# START OF Text extract

The speed-proportional changing of the throughput is, however, limited in the case of the high-pressure roller mill 13 and belt roller mill 14. Because of the complicated ratios of forces arising from the use of a filling level-controlled material overflow, the high-pressure roller mill 13 adopts a throughput-to-speed behaviour that decreases to a greater or lesser extent already from roller speeds of 1.0 m/s, depending on the structuring of the surfaces subjected to load stress and the material to be subjected to load stress. As this behaviour is simultaneously associated with a progressive increase in the specific energy requirement, in the case of the high-pressure roller mill 13 the circumferential speeds are limited to 1.0 to 1.5 m/s for purely economic reasons.

For essentially technical reasons, however, the belt roller mill 14 also cannot be operated in a wide range of speeds. Primarily for reasons relating to wear, but also for reasons relating to noise pollution, both the flat-link chains used as tension member and the plate conveyor itself can no longer be controlled technically at speeds greater than 1.0 m/s because they are also subjected to load stress for system-inherent reasons.

The comminution apparatus according to the invention, called beta roller mill 15, which dispenses with the use of a pulled, continuous plate conveyor and, with the aid of a corresponding feed and discharge apparatus, feeds the material in the area of the vertex of the driven, lower roller 1 can, on the other hand, be operated, both from the technical and from the economic point of view, given a direct proportionality of roller circumferential speed and throughput, in a wide range of speeds up to circumferential speeds of 3.0 m/s and more. With a specific energy use, demonstrated in extensive investigations, which is approx. 50% lower than in the case of the vertical roller mill 12, the beta roller mill 15 is capable, because of its low mechanical losses, of further improving even the energy utilization, already to be described as good, of the belt roller mill 15 by a factor of 1.35.

FIG. 3 shows a looped grinding installation with a beta roller mill in the flowsheet, as could be used for instance for cement grinding or for grinding a comparable product. As the drawing shows, both the deagglomerator 10 and the material feed and discharge apparatus, consisting of a filling level-controlled feed container 3 and a variable-speed roll feeder 9, are fully integrated into the comminution apparatus. The fresh product 16, represented in the drawing for only one material component, is removed from a dosing bunker 17 by a dosing belt weigher 18 and, for the better mixing of fresh product 16 with the circulating product 19, fed behind the comminution apparatus to a bucket conveyor 20 which is preferably U-shaped and conveys the cycled material directly to a separator 21, preferably a high-performance separator, while dispensing with further conveyance devices. The separator 21, sealed off in terms of ventilation by cellular wheel sluices 22, has an extended cylindrical separating chamber 23, via the controlled material level indicator of which the material feed container 3 in front of the mill is provided with sufficient material at all times. The separator 21 preferably deposits the finished product contained in the emerging separator air 24 directly in a fabric separator which is not represented in more detail in the drawing. The grinding installation is adjusted to maintain a constant circulating mass flow, wherein the quality of the finished product is changed by adjusting the specific quantity of separator air 25 and via the rotational speed of a separator basket 26 arranged in the separator 21. The circulating mass flow is measured continuously via a throughput measuring device 27 integrated in the bucket conveyor 20.

# END OF Text extract

→ What is asked
[A] Translate this sentence from the roller mill text into Spanish: "The circulating mass flow is measured continuously via a throughput measuring device 27 integrated in the bucket conveyor 20."
[B] Name every type of roller mill that the roller mill text mentions.
[C] Carry on the roller mill text from its final sentence.

# START OF Entries

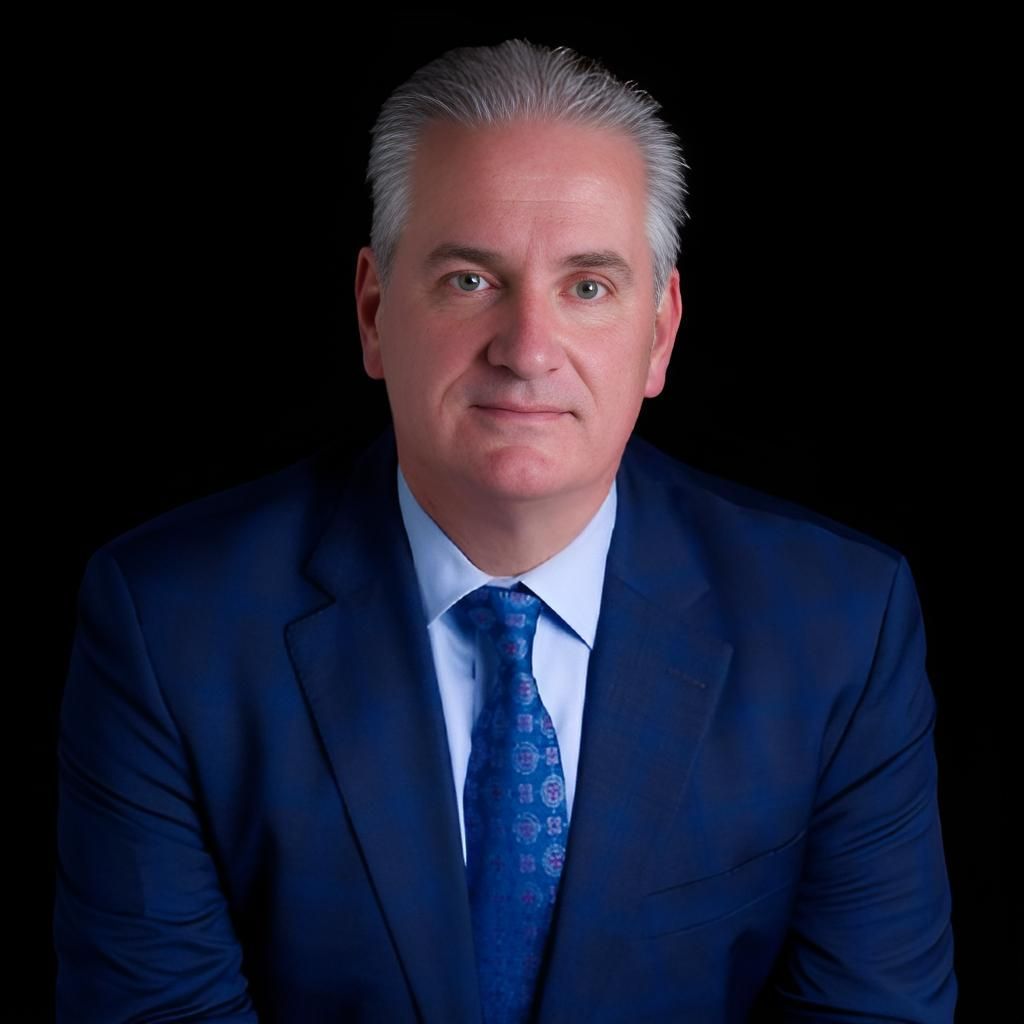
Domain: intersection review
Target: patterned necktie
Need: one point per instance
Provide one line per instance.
(514, 805)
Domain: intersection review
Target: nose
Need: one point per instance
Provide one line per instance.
(526, 338)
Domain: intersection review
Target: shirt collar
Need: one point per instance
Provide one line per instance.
(569, 583)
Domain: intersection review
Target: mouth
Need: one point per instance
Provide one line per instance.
(525, 414)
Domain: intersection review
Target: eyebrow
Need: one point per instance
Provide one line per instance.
(599, 259)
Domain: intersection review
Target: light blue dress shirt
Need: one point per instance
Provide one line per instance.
(569, 584)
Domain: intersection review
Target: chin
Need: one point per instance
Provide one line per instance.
(521, 473)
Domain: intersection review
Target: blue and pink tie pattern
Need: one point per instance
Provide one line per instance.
(514, 805)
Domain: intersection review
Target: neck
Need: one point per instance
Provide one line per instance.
(506, 538)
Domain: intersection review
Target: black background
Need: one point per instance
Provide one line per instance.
(197, 204)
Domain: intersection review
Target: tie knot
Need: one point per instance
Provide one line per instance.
(508, 615)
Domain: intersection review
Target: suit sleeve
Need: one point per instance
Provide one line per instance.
(141, 925)
(870, 937)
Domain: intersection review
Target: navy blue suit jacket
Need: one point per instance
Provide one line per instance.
(257, 818)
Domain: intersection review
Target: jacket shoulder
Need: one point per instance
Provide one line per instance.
(738, 534)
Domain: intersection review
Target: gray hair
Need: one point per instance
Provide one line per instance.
(483, 85)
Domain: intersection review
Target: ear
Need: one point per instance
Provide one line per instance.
(667, 320)
(368, 301)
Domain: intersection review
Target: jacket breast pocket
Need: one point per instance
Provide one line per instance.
(702, 901)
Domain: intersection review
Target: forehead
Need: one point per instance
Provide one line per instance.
(529, 180)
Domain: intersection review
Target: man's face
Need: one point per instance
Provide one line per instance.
(518, 335)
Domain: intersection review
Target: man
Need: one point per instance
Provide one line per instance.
(514, 718)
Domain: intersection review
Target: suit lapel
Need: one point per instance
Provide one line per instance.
(365, 663)
(655, 673)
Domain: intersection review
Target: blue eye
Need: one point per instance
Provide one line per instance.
(469, 282)
(591, 287)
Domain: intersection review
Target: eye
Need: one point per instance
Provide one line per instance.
(467, 281)
(589, 289)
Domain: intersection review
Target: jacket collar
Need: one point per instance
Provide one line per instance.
(364, 660)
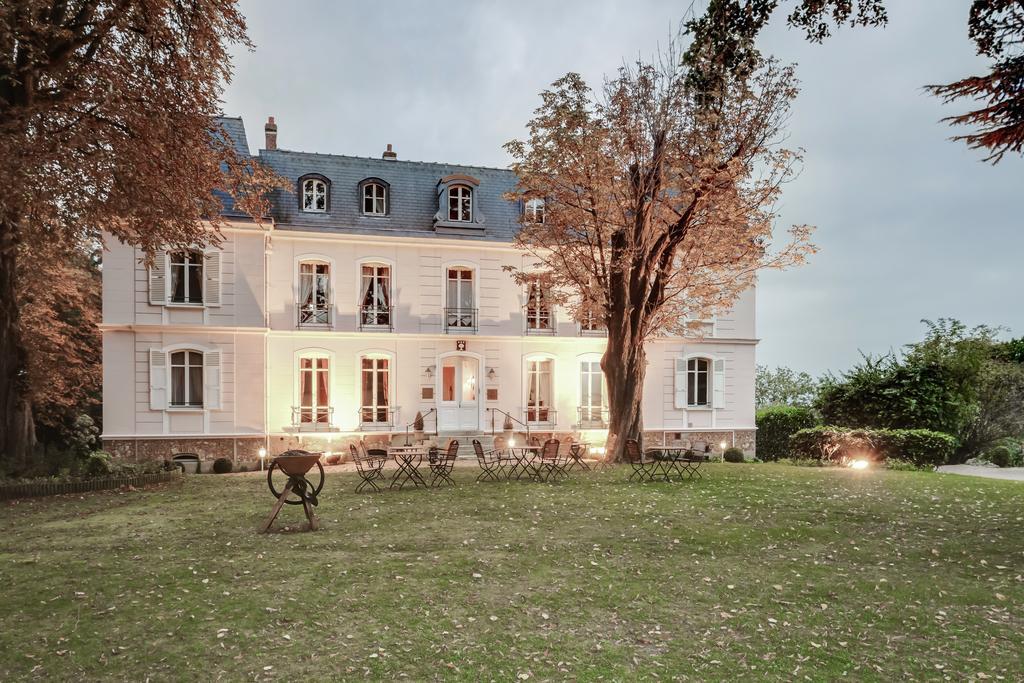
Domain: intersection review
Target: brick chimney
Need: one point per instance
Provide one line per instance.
(271, 133)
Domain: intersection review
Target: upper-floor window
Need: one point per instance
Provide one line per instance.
(314, 195)
(374, 199)
(314, 293)
(538, 308)
(535, 211)
(697, 382)
(461, 203)
(375, 296)
(186, 379)
(186, 276)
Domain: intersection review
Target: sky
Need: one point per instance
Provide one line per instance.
(910, 225)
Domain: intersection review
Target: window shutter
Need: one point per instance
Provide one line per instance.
(719, 386)
(211, 275)
(158, 279)
(680, 401)
(211, 380)
(158, 380)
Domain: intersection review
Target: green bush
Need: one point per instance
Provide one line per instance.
(222, 466)
(733, 455)
(921, 446)
(776, 424)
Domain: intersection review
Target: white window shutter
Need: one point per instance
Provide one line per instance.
(158, 379)
(680, 400)
(158, 279)
(211, 271)
(719, 386)
(211, 380)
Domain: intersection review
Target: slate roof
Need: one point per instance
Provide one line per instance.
(413, 195)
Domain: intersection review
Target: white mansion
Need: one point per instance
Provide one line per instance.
(376, 292)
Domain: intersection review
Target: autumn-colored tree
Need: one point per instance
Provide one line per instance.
(107, 111)
(728, 29)
(658, 205)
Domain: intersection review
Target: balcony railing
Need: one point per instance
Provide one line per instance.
(540, 415)
(314, 314)
(376, 418)
(313, 418)
(379, 318)
(591, 417)
(460, 319)
(540, 319)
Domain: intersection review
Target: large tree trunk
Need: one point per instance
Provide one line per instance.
(16, 432)
(624, 365)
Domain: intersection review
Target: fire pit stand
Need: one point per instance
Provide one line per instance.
(298, 489)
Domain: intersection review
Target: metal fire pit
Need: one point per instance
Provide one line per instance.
(296, 488)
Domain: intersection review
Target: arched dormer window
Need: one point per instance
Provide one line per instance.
(314, 194)
(461, 204)
(375, 198)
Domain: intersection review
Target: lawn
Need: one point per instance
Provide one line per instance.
(758, 570)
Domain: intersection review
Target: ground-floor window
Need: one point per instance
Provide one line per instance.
(314, 393)
(376, 403)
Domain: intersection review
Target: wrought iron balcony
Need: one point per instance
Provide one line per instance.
(313, 418)
(540, 319)
(460, 319)
(590, 417)
(321, 314)
(377, 318)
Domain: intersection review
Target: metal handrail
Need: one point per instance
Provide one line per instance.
(370, 313)
(540, 319)
(460, 315)
(432, 410)
(510, 417)
(313, 314)
(315, 412)
(600, 422)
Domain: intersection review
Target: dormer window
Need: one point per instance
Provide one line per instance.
(461, 204)
(314, 194)
(375, 198)
(535, 211)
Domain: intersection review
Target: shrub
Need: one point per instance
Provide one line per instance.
(733, 455)
(222, 466)
(776, 424)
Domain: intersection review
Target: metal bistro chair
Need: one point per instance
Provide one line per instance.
(492, 467)
(552, 463)
(441, 466)
(369, 468)
(643, 469)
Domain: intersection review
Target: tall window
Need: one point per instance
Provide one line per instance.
(314, 293)
(376, 404)
(186, 276)
(186, 379)
(374, 199)
(460, 203)
(314, 393)
(314, 196)
(591, 394)
(538, 308)
(460, 311)
(539, 390)
(535, 211)
(696, 381)
(375, 297)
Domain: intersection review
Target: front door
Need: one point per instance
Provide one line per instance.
(459, 408)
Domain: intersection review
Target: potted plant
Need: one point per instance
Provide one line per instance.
(418, 426)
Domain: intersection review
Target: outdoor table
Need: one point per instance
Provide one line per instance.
(408, 458)
(524, 457)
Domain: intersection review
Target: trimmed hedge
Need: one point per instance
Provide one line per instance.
(776, 424)
(921, 446)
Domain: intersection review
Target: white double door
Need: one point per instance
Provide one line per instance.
(459, 393)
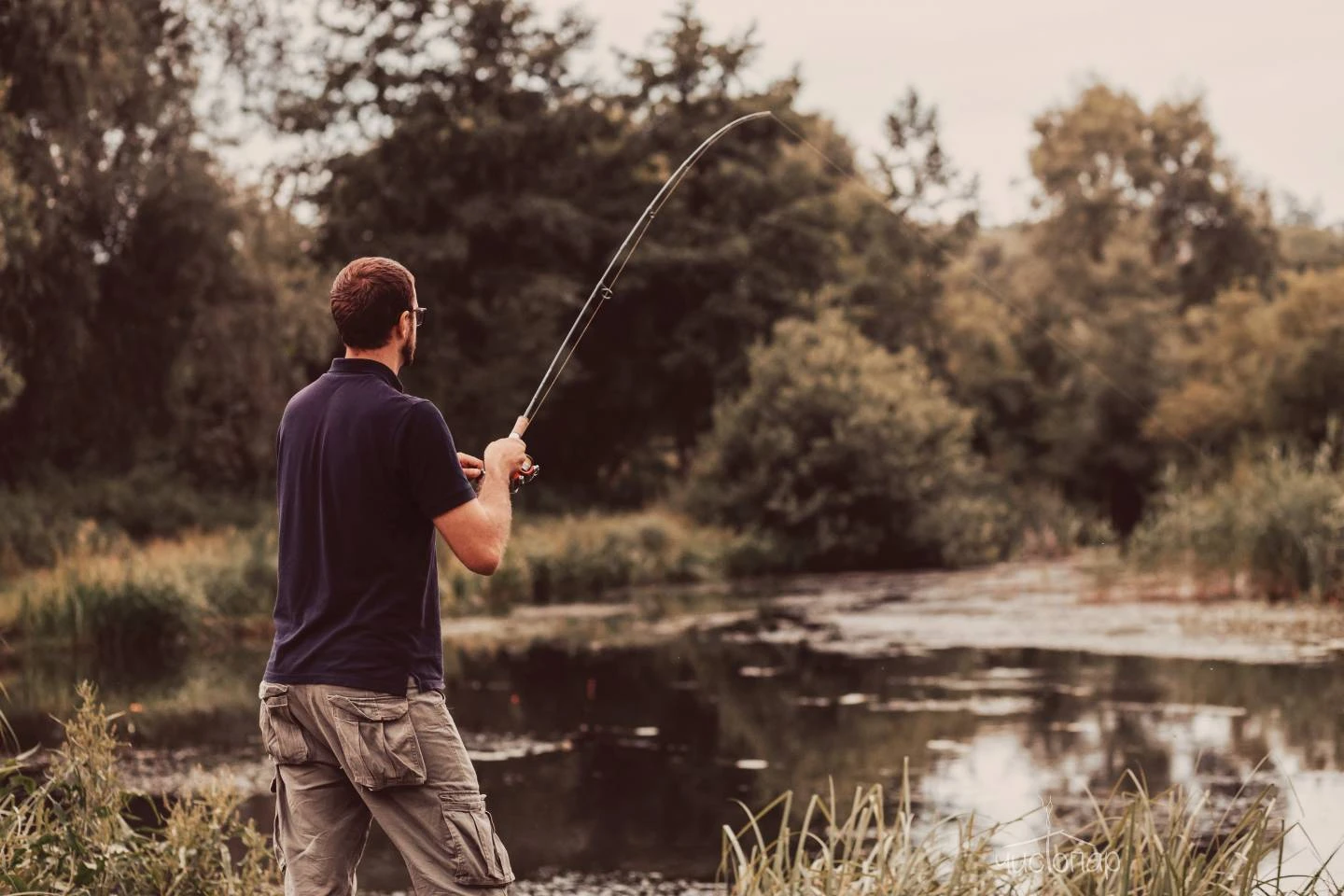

# END OF Entries

→ Answers to the tasks
[A] El flujo másico circulante se mide de forma continua mediante un dispositivo de medición del caudal 27 integrado en el transportador de cangilones 20.

[B] High-pressure roller mill, belt roller mill, beta roller mill, vertical roller mill

[C]
FIG. 4 shows the flowsheet of a looped grinding installation, as could be used for instance to grind dried slag sands. In this variant, the fresh product 16 is fed by means of a dosing belt weigher 18 directly into the material feed container 3 of the beta roller mill. A two-way chute 28 is located in the material path from the bucket conveyor 20 to the separator 21, with the result that from time to time the circulating product 19 is diverted via a magnetic drum separator 29, in which concentrated iron inclusions are separated out, directly into the dosing bunker 17 for the fresh product 16. The extraneous iron parts in the fresh product 16 are discharged via a magnetic separator 30 above the dosing belt weigher 18. The delivery of fresh product to the beta roller mill is controlled via the filling level of the material in the material feed container 3. The circulating mass flow 19 is measured analogously to FIG. 3 via a throughput measuring device 27 integrated in the bucket conveyor 20.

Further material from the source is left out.